(Beginning of SOURCE MATERIAL)

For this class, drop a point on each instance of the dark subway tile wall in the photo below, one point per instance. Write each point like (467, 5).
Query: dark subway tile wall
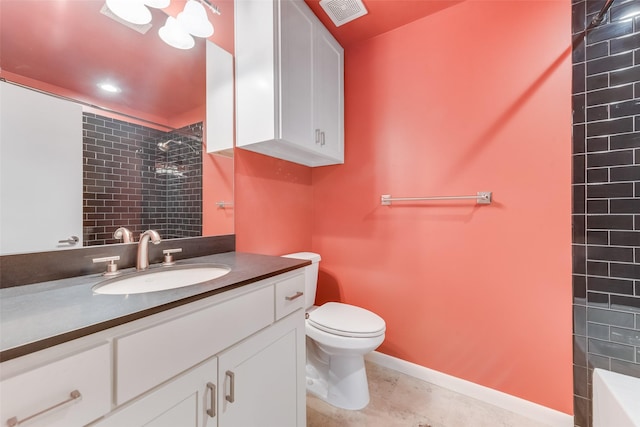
(129, 182)
(606, 196)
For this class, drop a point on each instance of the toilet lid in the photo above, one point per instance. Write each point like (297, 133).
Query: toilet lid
(347, 320)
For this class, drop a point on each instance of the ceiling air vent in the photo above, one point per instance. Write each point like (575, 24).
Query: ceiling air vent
(343, 11)
(142, 29)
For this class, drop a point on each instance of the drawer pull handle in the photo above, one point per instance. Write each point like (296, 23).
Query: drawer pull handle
(294, 296)
(231, 397)
(73, 396)
(212, 389)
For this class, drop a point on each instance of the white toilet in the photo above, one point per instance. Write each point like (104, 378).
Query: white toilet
(338, 337)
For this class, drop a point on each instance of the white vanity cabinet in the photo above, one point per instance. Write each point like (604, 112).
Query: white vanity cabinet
(289, 83)
(60, 391)
(186, 401)
(261, 378)
(235, 359)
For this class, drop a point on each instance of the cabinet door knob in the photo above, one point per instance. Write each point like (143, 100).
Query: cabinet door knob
(73, 396)
(71, 240)
(231, 397)
(212, 390)
(294, 296)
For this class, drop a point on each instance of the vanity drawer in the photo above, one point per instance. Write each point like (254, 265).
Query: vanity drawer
(69, 392)
(289, 296)
(151, 356)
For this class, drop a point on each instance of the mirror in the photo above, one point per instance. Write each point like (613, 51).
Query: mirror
(67, 48)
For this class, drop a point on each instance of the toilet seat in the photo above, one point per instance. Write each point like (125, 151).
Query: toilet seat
(346, 320)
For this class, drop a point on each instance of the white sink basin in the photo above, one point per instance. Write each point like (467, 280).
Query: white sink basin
(161, 279)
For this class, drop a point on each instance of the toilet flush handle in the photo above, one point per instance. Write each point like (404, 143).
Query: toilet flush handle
(294, 296)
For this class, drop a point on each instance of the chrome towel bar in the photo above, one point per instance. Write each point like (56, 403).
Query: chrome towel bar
(481, 198)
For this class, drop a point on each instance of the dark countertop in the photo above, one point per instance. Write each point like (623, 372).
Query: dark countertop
(37, 316)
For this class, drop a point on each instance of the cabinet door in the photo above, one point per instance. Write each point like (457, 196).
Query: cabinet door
(296, 68)
(262, 379)
(328, 94)
(67, 392)
(187, 401)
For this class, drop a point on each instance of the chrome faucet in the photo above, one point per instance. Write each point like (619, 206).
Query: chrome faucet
(143, 248)
(123, 233)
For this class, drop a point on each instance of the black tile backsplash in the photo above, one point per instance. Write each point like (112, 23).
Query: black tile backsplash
(606, 196)
(130, 182)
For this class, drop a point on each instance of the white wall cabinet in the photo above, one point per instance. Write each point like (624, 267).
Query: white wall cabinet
(236, 359)
(219, 122)
(289, 83)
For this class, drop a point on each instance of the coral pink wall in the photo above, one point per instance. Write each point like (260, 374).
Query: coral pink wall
(474, 98)
(273, 204)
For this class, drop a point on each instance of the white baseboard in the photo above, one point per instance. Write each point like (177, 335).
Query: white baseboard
(488, 395)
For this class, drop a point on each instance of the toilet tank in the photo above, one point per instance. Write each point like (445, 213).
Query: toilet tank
(310, 275)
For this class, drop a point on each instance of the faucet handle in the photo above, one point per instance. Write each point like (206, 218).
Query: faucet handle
(123, 233)
(112, 267)
(168, 256)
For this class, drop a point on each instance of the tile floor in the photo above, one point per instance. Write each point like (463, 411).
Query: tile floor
(398, 400)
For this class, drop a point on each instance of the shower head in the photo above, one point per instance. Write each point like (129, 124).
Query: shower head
(164, 146)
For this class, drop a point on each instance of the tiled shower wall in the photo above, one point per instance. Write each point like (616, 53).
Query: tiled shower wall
(606, 196)
(129, 182)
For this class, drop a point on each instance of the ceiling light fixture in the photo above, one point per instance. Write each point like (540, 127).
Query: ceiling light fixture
(158, 4)
(194, 19)
(109, 87)
(177, 32)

(End of SOURCE MATERIAL)

> _WHAT NEEDS TO BE DONE_
For each record above, write it out exactly and omit any picture.

> _RESPONSE_
For this class, drop a point on each instance of the dark subway tile wall in the photo below, one point per instance. Write each point like (467, 5).
Query: dark subway tile wall
(129, 182)
(606, 196)
For this class, drop a point on each instance of the toilet lid in the photo above, one point per instance. Write each point like (297, 133).
Query: toilet lid
(347, 320)
For this class, drop a point on each instance of the ceiling air vent in the photo above, one point per instance. Write each point like (575, 24).
Query: ceiling air vent
(343, 11)
(142, 29)
For this class, drop a point on each instance of the drawer pull handle in the photo above, one point per instance. Write each point like (296, 23).
Query: drawer pull handle
(294, 296)
(231, 397)
(73, 396)
(212, 389)
For this class, drop a point on each instance of the white toilet in the photo above, one point per instance. Write each point like (104, 378).
Query: white toilet
(338, 337)
For this class, drop a point on each instance of the white vanity cabinet in the photo above, one point per instance. Write each point like (604, 112).
Query: white vanity cabinet
(289, 83)
(60, 391)
(186, 401)
(261, 378)
(235, 359)
For this class, drop a point on each instance of the cabinet door knob in the photo above, one point per instance. Write each point like (143, 100).
Query: cabinet door knob
(73, 396)
(71, 240)
(231, 397)
(212, 390)
(294, 296)
For this class, drop a point on each instance of the vanity drawer in the photo above, one point per instance. Write each point like (254, 265).
Query: vanity drawer
(69, 392)
(289, 296)
(151, 356)
For this class, drop a point on each instance of the mirror in the photo above, one point per instance. Write each point like (613, 51).
Query: mirror
(67, 48)
For this class, drop a point on each instance of the toilet seat in the photo above, one point per instance. Write each point like (125, 151).
Query: toilet seat
(346, 320)
For this class, drop a point on each instance of the white sink basin in the photo above, one point per instance. Write each point like (467, 280).
Query: white sink basin
(161, 279)
For this class, drop a point on each instance of the toilet flush handle in the photo above, one point per instance. Write each point like (404, 143).
Query: toilet flush handle
(294, 296)
For this class, drop a point on each instance of the chrome towel bar in the photo above, one point per instance. Write each point like (56, 403).
Query: chrome towel bar
(481, 198)
For this class, drop a point on each instance of the dark countertop in the photo above, one point per instance. Write each point like (623, 372).
Query: dark countertop
(37, 316)
For this class, drop a point on each instance of the cabinet door in the photo above, one point per instance. Write each point like (457, 196).
Query: cabinet door
(296, 68)
(262, 379)
(328, 94)
(67, 392)
(187, 401)
For this class, drop a point on each instance of the chrome faucet in the photo above, one point per instance. Write each point like (619, 206).
Query: chrome faucet
(143, 248)
(123, 233)
For this class, drop a point on each instance of the black tile backsplash in the photo above, one point per instance. Write each point like (112, 23).
Query: black tile backsplash
(606, 196)
(130, 182)
For this class, drop a point on each instance of the white wall cabinet in the photo above, one point per instance. Write each point like (624, 267).
Query: white wall cabinet
(236, 359)
(219, 122)
(289, 83)
For this class, drop a point on each instance of the coral pink wall in the photo above, one point per instance. Write each point like (260, 374).
Query: coral pink wall
(474, 98)
(273, 204)
For this class, drop a point on each instance of the white baseboard in the photo above, one point per instance. Write each point like (177, 335).
Query: white baseboard
(488, 395)
For this class, drop a point on each instance of the toilet tank in the photo above, one point per instance. Write each point like (445, 213).
Query: toilet tank
(310, 275)
For this class, drop a point on each instance of the faucet handle in the photo above, one point per instance. Write each point like (206, 218).
Query: faucet handle
(123, 233)
(112, 267)
(168, 256)
For this class, drop a point on each instance of the tile floor in the photo above, one point per instance. Write each point like (463, 411).
Query: tile floor
(398, 400)
For this class, drop a point on each instance of the shower head in the photo above, one point per instance. Write each point like (129, 124).
Query: shower head
(164, 146)
For this class, drop a point on each instance of the tiled shower wall in the photo above, one point per instance. Write each point like (616, 53).
Query: tiled shower wall
(606, 196)
(129, 182)
For this class, drop a point on each instance of the ceiling light fixture in the photo above, one point per instance. Write each point like (540, 127).
Query: ceiling light fixture
(158, 4)
(194, 19)
(109, 87)
(177, 32)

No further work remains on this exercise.